++++ Excerpted text ++++
So that’s a very difficult thing to accept particularly after if you had your breast removed and you’re getting ready to get a breast implant. And you don’t implant right away most of the time because the tissue is just too thin. So you put in a tissue expander, you expand it over a three-month period of time and then you reinsert a breast implant. So the 14% rate is just way too high. So we’ve created a product with MD Anderson that we believe will do quite well. We’ve done a lot of preclinical work. We expect to have again as I mentioned, we expect to have our IND meeting in Q2, we’ll finalize our development plan. But those are the trends that are going on in adjunctive cancer care and kind of what our role is.

WSA:  Yeah, I certainly look forward to some of those announcements. So you’re attending some of the investment conferences, what are the main company drivers that you’re sharing with investors?
++++ Records provided ++++
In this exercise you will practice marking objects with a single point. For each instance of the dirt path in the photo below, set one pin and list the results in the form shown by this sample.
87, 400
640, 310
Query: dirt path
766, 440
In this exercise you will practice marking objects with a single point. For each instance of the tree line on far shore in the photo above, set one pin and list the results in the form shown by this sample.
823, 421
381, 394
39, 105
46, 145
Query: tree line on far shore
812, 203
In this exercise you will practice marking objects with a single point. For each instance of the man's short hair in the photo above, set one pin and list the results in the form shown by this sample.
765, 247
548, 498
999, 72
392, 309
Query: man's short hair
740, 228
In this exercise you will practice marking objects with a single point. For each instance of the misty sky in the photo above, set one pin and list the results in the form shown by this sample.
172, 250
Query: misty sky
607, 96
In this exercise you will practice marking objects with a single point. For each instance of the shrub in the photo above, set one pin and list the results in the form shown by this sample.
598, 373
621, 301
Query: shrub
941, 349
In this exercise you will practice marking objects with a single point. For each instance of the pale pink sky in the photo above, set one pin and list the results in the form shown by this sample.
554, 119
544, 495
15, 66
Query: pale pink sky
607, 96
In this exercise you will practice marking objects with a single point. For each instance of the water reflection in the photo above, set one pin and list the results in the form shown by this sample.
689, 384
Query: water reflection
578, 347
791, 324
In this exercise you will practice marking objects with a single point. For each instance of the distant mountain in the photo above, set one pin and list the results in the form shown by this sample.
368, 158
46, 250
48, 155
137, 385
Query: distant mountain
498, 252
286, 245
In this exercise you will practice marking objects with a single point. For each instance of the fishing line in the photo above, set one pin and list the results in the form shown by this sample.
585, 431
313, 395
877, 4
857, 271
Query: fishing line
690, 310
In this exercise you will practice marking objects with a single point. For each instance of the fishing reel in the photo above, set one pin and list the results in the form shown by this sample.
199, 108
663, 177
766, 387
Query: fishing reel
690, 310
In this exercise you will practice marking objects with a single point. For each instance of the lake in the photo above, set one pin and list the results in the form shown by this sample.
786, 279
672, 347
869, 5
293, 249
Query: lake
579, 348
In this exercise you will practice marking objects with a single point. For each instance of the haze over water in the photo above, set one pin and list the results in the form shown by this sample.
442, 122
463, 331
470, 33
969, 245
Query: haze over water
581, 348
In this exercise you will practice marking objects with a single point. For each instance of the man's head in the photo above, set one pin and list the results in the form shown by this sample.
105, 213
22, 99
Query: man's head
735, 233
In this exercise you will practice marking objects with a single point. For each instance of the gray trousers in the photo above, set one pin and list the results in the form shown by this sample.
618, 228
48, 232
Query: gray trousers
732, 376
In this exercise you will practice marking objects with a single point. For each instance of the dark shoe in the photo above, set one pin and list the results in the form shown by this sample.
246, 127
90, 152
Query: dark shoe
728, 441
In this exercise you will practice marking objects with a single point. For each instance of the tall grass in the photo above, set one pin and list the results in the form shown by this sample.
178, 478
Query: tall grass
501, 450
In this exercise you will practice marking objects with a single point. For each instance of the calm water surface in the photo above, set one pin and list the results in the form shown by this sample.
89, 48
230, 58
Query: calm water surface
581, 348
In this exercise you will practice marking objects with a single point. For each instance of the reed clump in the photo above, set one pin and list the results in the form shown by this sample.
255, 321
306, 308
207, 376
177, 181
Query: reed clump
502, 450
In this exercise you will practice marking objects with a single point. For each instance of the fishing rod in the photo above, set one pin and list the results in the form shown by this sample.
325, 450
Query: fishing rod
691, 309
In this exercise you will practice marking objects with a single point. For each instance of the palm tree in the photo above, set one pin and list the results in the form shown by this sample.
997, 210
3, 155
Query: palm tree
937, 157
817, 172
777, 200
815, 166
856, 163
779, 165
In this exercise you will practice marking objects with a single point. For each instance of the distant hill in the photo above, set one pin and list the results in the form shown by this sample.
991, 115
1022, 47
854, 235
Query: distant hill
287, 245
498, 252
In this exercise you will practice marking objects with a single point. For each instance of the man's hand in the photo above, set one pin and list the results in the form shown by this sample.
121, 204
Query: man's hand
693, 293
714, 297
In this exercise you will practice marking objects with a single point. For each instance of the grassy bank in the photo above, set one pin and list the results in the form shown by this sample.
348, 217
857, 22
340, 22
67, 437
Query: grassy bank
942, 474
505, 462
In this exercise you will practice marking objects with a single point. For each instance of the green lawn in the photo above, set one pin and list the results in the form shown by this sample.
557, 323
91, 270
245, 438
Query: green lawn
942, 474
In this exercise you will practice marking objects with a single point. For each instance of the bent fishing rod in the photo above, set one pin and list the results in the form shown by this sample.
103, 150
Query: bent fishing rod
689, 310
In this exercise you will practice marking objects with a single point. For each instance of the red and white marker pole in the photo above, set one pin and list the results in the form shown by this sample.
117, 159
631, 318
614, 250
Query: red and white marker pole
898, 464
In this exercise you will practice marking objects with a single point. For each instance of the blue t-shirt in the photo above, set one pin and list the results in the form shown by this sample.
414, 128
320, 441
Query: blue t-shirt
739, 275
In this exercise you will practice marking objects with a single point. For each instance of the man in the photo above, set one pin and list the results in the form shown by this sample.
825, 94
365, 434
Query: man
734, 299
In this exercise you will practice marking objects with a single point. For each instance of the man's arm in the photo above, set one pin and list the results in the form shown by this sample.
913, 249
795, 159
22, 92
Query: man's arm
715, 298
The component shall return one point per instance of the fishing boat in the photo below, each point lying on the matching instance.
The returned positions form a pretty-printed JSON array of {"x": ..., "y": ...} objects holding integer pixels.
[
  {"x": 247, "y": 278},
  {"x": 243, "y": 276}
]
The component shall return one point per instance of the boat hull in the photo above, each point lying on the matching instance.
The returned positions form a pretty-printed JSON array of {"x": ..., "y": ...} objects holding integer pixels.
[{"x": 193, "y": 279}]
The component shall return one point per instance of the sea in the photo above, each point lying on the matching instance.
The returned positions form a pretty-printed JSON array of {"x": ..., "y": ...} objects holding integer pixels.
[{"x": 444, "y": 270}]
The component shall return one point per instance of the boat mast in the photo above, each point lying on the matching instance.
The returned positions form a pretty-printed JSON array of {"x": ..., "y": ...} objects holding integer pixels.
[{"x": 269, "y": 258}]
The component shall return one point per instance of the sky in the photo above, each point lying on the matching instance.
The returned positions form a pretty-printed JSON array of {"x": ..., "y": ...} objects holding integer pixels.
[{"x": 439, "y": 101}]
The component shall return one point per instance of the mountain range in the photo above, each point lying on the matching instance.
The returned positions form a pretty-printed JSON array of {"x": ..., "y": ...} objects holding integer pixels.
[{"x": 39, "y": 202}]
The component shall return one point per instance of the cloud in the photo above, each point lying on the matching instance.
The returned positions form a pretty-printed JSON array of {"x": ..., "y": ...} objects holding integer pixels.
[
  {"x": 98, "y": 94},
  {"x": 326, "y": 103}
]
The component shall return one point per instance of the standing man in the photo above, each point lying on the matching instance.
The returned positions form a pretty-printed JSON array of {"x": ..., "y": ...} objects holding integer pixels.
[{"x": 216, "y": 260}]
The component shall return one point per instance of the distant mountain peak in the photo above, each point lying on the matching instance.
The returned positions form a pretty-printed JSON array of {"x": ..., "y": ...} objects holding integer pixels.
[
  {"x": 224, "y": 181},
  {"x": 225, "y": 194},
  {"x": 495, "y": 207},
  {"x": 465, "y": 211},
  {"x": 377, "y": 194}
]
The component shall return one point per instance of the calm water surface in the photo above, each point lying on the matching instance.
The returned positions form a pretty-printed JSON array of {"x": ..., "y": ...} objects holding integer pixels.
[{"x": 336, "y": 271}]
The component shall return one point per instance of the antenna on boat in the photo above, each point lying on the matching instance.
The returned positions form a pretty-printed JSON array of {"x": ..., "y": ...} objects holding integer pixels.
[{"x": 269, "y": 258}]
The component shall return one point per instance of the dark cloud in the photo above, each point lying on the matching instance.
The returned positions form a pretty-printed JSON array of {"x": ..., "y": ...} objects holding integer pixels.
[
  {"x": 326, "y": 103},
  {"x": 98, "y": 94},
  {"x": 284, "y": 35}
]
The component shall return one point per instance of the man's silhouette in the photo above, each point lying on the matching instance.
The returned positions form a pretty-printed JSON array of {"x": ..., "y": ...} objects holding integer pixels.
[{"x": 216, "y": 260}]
++++
Exercise 1: Please copy the cancer care interview word for word, starting with "So that’s a" and going on through "our role is.".
Exercise 2: Carry the cancer care interview forward from the point where it stops.
The data are not needed here.

Your response 1:
So that’s a very difficult thing to accept particularly after if you had your breast removed and you’re getting ready to get a breast implant. And you don’t implant right away most of the time because the tissue is just too thin. So you put in a tissue expander, you expand it over a three-month period of time and then you reinsert a breast implant. So the 14% rate is just way too high. So we’ve created a product with MD Anderson that we believe will do quite well. We’ve done a lot of preclinical work. We expect to have again as I mentioned, we expect to have our IND meeting in Q2, we’ll finalize our development plan. But those are the trends that are going on in adjunctive cancer care and kind of what our role is.

Your response 2:
Myron Holubiak:  Yeah, I think the progress of the Phase III is the most important thing because many really believe it was too difficult to study and I really believe that that concern is what kept our market cap low, our share price low. But the FDA has been very helpful in providing guidance rule what’s acceptable for an NDA and we’ve been able now to achieve it. We’re halfway through the Phase III which is pretty exciting. And then the other thing I’ve noticed when we’re presenting is the excitement around Mino-Wrap, and I think it’s because mastectomies at breast implants have gotten a lot of attention recently with the lymphoma reports and things like that, so I think that’ll be interesting.

And basically we have a very novel way of addressing the infection problem in cancer. And I think that we’re starting to get some traction. The other thing I might add is that our message to them is that we’re a very underpriced stock, if you have a Phase III asset and the risk of not]finishing is really low, the risk of this trial going negative is very low, because we’ve gone through futility, we’re halfway through, our Phase II was surprisingly good. So yeah, it’s a fairly low risk, fairly high market potential worldwide as well as here, and we prove we can do it. So those are our main messages.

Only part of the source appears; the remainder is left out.